**EXTRACTED TEXT:**
Sunday, October 20, 2013

The Unholy Fourteen

I hadn’t had a collie litter for nearly two years.  There is nothing as sweet as a collie pup, and there were a few bitches who were scheduled for the next litters.  One was Chance (my enthusiastic sheep herder), who was now four and a half and had not yet had a litter.  I didn’t really want to wait longer, and risk possibilities of pregnancy or whelping problems.  And now I had a male that would suit her beautifully. 

The second was Kate, my smooth girl, who had produced several outstanding litters for me, with show winners and service dogs.  She was now seven, and, although she absolutely loves having puppies, this would be her last litter.

I didn’t anticipate having a large number of pups.  Chance was from a litter of one, and her mother in her previous litter produced only three.  The intended father, Tattler, a new boy that had arrived from England only a few weeks before, was only a year old, and inexperienced.   Kate, at seven, well, I didn’t expect a large litter (although in the past she had had litters of eight and nine pups), at her age, I would be happy with one lovely little female that could carry on for her in future, as she enjoyed her golden years in peace.  I even had a name for that one puppy – Legacy.  This was to be a repeat mating of a litter from two years ago that was very successful – and had only four pups.

As is common, all the bitches came in season about the same time.  Chance and Kate were bred at almost the same time.

I am not one that runs off to do ultrasound exams – I always felt that it was possible to wait for the two months of pregnancy and then see the results.  The two bitches did show signs of being pregnant.  Kate did not look at all big, so I expected my one puppy, just hoped it was a girl.  Chance did develop a belly, but nothing out of the ordinary, and it didn’t seem to affect at all her energy, spirits, or desire to catch helicopters.

As the whelping dates approached, everything was ready, each bitch had her own room with a box, and neither of them showed much interest.  Kate was due first and was experienced, so I had no doubts that when the time came, she would have no problems.

**ENTRIES SHOWN:**
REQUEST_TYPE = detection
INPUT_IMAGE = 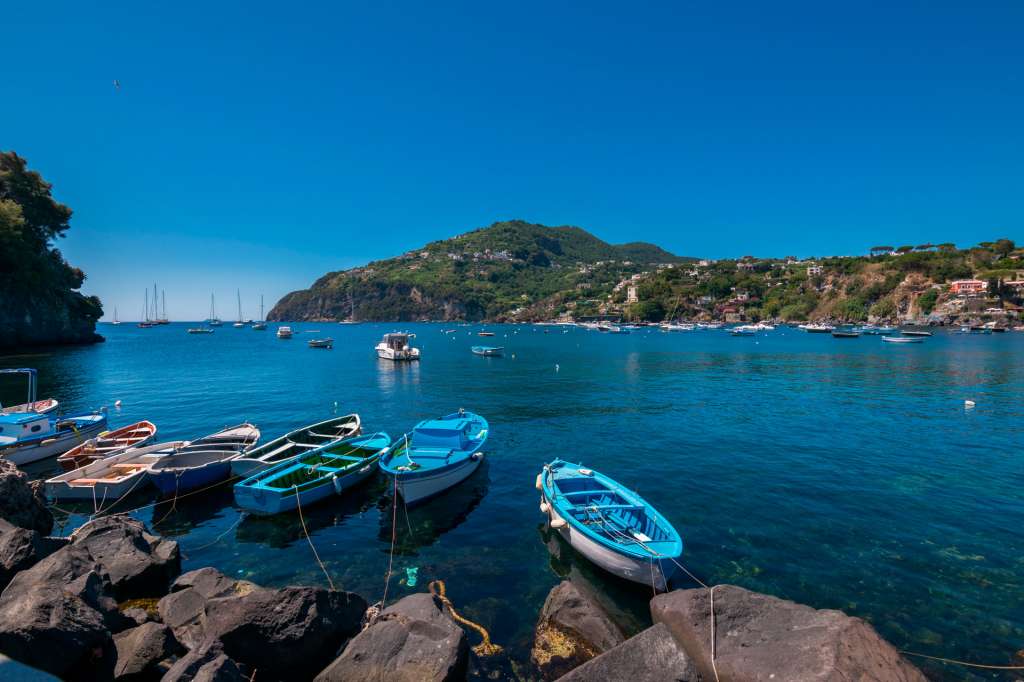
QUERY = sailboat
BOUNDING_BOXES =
[138,289,157,329]
[234,290,246,328]
[247,294,266,332]
[206,294,223,327]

**THE TASKS:**
1. According to the post about the collie litters, where did the intended father, Tattler, come from?
2. Echo the collie litter post word for word, starting at "Sunday, October 20, 2013" and ending at "her last litter.".
3. Proceed with the post about the two collie litters, writing on from its last sentence.
The records have nothing to do with what is asked here.

**RESPONSES TO THE TASKS:**
1. England, arriving only a few weeks before the breeding.

2.
Sunday, October 20, 2013

The Unholy Fourteen

I hadn’t had a collie litter for nearly two years.  There is nothing as sweet as a collie pup, and there were a few bitches who were scheduled for the next litters.  One was Chance (my enthusiastic sheep herder), who was now four and a half and had not yet had a litter.  I didn’t really want to wait longer, and risk possibilities of pregnancy or whelping problems.  And now I had a male that would suit her beautifully. 

The second was Kate, my smooth girl, who had produced several outstanding litters for me, with show winners and service dogs.  She was now seven, and, although she absolutely loves having puppies, this would be her last litter.

3.
Then, several days before due date, Chance started to show signs of imminent whelping.  She wandered around the house, poking into corners, ignoring the comfortable box, (of course!) and trying to persuade me that my bed was the proper place…She was not in stress, not panting heavily, and I could see that there was still time.  I left her in the whelping room, and went to bed, but of course, was up ten times during the night to check. She looked at me with a calm gaze – “What are you so uptight about???” and went back to her introverted thoughts of what was happening inside…

In the morning, she was kind enough to let me finish feeding and cleaning the other dogs, and then she started to produce puppies.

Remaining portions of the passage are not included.